EXERCISE DESCRIPTION =
Translate this sentence from the account of a wrong turn into Queens into Spanish: "But it wasn't my hands on the wheel, so I'm not accepting any blame for winding up in Queens."

PAGE EXCERPT =
════
How we wound up in Astoria (which is in Queens) when we were supposed to be in Manhattan. On the Triborough Bridge, which connects Queens, Manhattan and the Bronx in some mysterious way, Jeff said, "Which way should I go?" And I said, clearly, Left. I even pointed left. But Jeff felt he'd be better off hedging his bets and staying in the middle lane, where eventually he found himself drifting to the right. Between feeling exasperated that he wasn't following my directions and having to cope with back-seat demands ("Mommy! Mommy! Want cracker! Want Buzz Lightyear!"), which is much more difficult than driving, especially when you have someone giving you directions, I stopped paying attention. But it wasn't my hands on the wheel, so I'm not accepting any blame for winding up in Queens. Nothing worse than someone asking directions and then not taking them. It reminds me of what a graduate student once told me about how Parisians ask for street directions: By listening huffily to your answer and then interrupting to say, "Non, non!" and then giving you what they think are the correct directions.

The comment about nose hair. What a mean thing to say! People are probably asking, Why would Jeff's wife have said something so cruel? Jeff's account of this not particularly critical event is accurate. Mostly. I'd like to correct the record, however, and point out that I snapped, "First, clip your nose hairs!" after Jeff had already ignored my directions ("Take the left lane off the Triborough") and gone his own way. Then, when he felt himself floundering and clearly couldn't avoid taking the first exit into Queens (either that, or get on the Grand Central Parkway) he turned on me and said, "Why didn?t you give me directions?" So I did.
════
EXTRACTED MATERIAL =
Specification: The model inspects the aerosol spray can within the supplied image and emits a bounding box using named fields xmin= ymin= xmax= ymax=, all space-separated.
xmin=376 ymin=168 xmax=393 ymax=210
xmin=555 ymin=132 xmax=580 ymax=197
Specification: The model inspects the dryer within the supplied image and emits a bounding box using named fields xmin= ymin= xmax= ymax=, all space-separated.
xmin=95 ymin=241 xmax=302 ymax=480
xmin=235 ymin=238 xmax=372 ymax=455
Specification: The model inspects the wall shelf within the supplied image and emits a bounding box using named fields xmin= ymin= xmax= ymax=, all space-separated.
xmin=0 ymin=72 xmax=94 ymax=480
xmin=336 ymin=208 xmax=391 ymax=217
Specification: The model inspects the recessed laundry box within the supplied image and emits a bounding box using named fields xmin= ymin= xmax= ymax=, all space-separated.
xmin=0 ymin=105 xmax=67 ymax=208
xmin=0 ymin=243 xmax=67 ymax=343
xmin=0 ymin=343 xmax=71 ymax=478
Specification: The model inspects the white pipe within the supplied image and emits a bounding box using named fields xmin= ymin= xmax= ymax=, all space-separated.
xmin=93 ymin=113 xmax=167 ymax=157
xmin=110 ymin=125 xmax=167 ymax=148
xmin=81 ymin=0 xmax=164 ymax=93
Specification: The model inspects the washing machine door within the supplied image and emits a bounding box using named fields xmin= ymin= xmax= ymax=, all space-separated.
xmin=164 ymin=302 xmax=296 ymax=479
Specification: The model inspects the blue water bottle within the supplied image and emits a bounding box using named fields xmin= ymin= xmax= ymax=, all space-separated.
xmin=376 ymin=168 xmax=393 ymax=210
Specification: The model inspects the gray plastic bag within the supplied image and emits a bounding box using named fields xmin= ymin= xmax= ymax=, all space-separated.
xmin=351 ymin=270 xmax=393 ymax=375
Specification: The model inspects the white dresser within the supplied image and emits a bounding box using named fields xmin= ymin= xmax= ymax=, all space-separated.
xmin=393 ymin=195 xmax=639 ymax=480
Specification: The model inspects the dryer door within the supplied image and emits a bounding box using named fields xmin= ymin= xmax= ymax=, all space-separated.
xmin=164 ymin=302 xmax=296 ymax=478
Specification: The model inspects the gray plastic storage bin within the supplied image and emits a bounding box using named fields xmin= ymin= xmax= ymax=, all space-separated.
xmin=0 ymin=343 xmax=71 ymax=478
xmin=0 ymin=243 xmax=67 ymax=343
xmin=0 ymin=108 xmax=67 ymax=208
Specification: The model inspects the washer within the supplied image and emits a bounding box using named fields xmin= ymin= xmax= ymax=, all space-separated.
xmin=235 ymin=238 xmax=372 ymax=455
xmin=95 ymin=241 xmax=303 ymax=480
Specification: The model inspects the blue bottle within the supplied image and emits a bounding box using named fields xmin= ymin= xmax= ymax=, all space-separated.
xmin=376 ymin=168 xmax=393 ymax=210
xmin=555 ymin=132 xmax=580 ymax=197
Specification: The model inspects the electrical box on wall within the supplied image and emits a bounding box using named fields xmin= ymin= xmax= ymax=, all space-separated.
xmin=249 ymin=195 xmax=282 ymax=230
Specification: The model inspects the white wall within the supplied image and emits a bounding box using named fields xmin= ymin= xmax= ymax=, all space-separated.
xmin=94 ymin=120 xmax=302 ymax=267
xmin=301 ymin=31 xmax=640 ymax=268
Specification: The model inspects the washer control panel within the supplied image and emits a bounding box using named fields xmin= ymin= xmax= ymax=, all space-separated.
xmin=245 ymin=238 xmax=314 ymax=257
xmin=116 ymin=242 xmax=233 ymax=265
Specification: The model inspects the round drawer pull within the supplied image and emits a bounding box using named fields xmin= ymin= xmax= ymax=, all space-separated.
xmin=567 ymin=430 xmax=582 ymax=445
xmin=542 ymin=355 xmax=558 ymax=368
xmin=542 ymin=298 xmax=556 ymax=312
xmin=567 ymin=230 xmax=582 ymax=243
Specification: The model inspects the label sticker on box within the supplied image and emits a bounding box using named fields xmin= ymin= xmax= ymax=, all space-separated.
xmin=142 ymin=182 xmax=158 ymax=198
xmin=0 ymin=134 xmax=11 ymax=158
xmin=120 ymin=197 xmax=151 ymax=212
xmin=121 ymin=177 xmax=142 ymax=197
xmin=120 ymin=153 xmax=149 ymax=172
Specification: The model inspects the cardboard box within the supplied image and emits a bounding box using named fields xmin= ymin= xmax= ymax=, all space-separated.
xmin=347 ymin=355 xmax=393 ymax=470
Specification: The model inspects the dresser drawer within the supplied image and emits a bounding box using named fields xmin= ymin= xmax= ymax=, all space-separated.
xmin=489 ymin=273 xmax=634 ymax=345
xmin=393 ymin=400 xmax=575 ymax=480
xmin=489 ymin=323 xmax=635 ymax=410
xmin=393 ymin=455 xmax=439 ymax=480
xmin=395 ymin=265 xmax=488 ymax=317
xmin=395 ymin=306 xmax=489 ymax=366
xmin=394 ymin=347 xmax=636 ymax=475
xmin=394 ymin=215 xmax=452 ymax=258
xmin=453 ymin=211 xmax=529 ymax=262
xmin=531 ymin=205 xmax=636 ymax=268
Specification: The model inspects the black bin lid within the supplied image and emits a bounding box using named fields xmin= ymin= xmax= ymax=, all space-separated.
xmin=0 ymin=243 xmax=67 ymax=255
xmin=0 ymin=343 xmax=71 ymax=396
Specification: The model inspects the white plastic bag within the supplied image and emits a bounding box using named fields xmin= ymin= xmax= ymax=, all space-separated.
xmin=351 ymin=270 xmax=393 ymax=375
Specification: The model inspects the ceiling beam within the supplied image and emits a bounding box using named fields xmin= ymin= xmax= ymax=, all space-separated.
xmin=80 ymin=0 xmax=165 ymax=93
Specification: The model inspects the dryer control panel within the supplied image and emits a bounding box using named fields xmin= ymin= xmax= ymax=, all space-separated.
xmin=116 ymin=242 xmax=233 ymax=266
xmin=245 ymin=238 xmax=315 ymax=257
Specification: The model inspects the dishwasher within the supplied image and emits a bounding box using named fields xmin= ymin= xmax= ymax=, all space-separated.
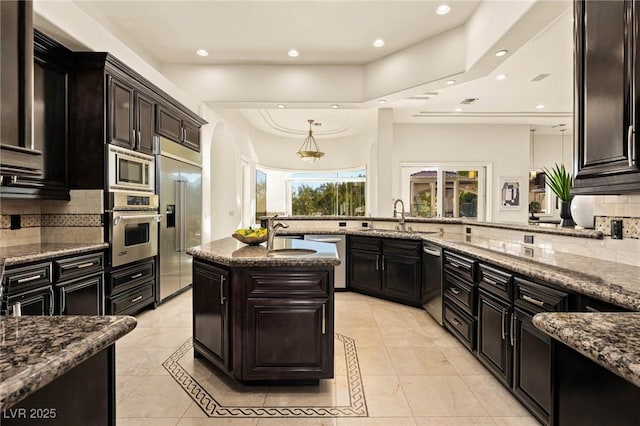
xmin=304 ymin=235 xmax=347 ymax=289
xmin=422 ymin=242 xmax=443 ymax=325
════
REPLY =
Pero no eran mis manos las que estaban en el volante, así que no acepto ninguna culpa por haber terminado en Queens.